▶ [SUPPLIED TEXT]:
It started with a bottle of orange juice 30 years ago.

The national legal standards that govern when police officers are justified in using force against people trace their lineage to a 1984 case from Charlotte, North Carolina. In that case, a diabetic man's erratic behavior during a trip to a convenience store for juice to bring up his low blood sugar led to a confrontation with officers that left him with injuries from head to foot.

Dethorne Graham's subsequent lawsuit against police for his injuries led to a 1989 Supreme Court decision that has become the prism for evaluating how police use force. As soon as Ferguson, Missouri, police officer Darren Wilson shot Michael Brown on Aug. 9, the Graham v. Connor case became the foundational test for whether Wilson's response was appropriate or criminal.

To most civilians, an 18-year-old unarmed man may not appear to pose a deadly threat. But a police officer's perspective is different. And that is how an officer should be judged after the fact, Chief Justice William Rehnquist wrote in the 1989 opinion.

"The 'reasonableness' of a particular use of force must be judged from the perspective of a reasonable officer on the scene, rather than with the 20/20 vision of hindsight," Rehnquist wrote.

The sequence of events that led to the death of Brown, a black man shot by a white officer, remains unclear. An autopsy paid for by Brown's family concluded that he was shot six times, twice in the head. The shooting has prompted multiple investigations and triggered days of rioting reflecting long-simmering racial tensions in a town of mostly black residents and a majority white police force.

Attorney General Eric Holder said Thursday the incident had opened a national conversation about "the appropriate use of force and the need to ensure fair and equal treatment for everyone who comes into contact with the police."

A grand jury is hearing evidence to determine whether Wilson, 28, who has policed the St. Louis suburbs for six years, should be charged in Brown's death.

The key question will be: Would a reasonable police officer, with a similar background as Wilson, have responded the same way?

The answer is typically yes.

▶ [DATASET ROWS]:
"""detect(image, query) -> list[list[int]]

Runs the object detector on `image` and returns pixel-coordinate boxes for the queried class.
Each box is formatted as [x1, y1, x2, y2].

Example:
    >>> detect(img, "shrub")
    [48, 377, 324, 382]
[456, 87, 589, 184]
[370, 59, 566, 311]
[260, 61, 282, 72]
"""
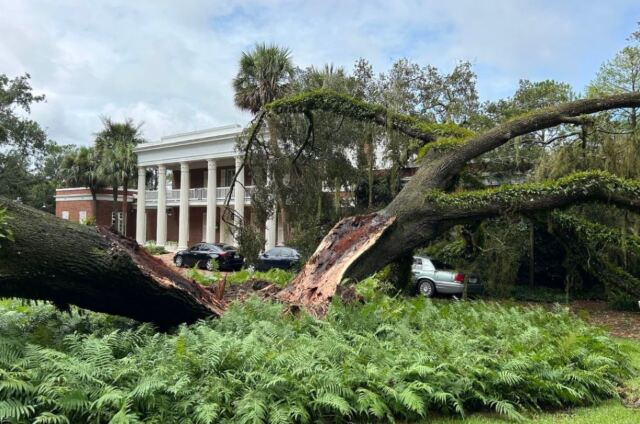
[144, 242, 168, 255]
[187, 266, 295, 287]
[0, 286, 631, 424]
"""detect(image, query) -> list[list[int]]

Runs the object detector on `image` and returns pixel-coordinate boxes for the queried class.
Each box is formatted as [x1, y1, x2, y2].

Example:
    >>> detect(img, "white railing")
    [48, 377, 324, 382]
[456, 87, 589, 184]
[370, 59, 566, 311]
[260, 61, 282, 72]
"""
[145, 186, 254, 204]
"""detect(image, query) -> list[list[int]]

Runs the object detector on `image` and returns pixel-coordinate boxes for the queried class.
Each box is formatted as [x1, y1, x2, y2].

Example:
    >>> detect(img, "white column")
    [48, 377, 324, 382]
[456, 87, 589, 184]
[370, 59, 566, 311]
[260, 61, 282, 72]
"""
[233, 156, 244, 235]
[205, 159, 218, 243]
[136, 166, 147, 244]
[156, 165, 167, 246]
[178, 162, 189, 250]
[264, 205, 278, 250]
[220, 207, 227, 243]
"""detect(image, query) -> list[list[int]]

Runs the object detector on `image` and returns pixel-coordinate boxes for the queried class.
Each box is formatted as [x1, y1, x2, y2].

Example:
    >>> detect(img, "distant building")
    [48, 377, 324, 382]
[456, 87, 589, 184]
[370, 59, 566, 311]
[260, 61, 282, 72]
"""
[55, 187, 136, 237]
[56, 125, 283, 249]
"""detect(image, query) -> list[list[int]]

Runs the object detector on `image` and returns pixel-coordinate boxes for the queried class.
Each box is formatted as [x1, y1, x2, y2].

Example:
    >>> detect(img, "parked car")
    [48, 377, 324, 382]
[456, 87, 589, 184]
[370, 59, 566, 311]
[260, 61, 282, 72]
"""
[173, 243, 244, 271]
[256, 246, 300, 271]
[412, 256, 483, 297]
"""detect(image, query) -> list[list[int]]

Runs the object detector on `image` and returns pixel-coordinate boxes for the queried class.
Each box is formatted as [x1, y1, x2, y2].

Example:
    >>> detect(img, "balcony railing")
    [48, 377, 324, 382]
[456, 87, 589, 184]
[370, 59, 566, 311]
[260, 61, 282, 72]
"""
[145, 186, 253, 205]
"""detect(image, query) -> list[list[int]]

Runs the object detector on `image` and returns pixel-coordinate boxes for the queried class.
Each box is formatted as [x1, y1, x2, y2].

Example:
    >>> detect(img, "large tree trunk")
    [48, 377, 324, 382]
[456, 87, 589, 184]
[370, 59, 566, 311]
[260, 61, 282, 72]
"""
[281, 94, 640, 313]
[0, 198, 224, 327]
[6, 93, 640, 326]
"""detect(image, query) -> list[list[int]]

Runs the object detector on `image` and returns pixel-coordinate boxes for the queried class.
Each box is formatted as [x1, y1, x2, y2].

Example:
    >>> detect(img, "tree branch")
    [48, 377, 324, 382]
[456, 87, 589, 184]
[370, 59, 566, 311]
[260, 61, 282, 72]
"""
[265, 90, 473, 143]
[427, 171, 640, 222]
[439, 92, 640, 179]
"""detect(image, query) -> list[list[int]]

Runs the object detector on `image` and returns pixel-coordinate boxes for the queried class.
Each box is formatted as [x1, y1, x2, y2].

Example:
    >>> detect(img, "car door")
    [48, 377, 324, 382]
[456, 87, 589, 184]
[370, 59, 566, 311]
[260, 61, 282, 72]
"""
[431, 260, 460, 293]
[271, 248, 288, 269]
[190, 243, 209, 266]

▶ [WRITTEN TASKS]:
1. Answer these from the article on police use of force:
(a) In what year and in which city did the case behind the national use-of-force standards take place?
(b) Who wrote the 1989 Supreme Court opinion?
(c) According to the autopsy paid for by Brown's family, how many times was he shot?
2. Quote the article on police use of force, starting at "A grand jury" and ending at "the same way?".

▶ [SOLVED TASKS]:
1.
(a) 1984, in Charlotte, North Carolina.
(b) Chief Justice William Rehnquist.
(c) Six times, twice in the head.

2.
A grand jury is hearing evidence to determine whether Wilson, 28, who has policed the St. Louis suburbs for six years, should be charged in Brown's death.

The key question will be: Would a reasonable police officer, with a similar background as Wilson, have responded the same way?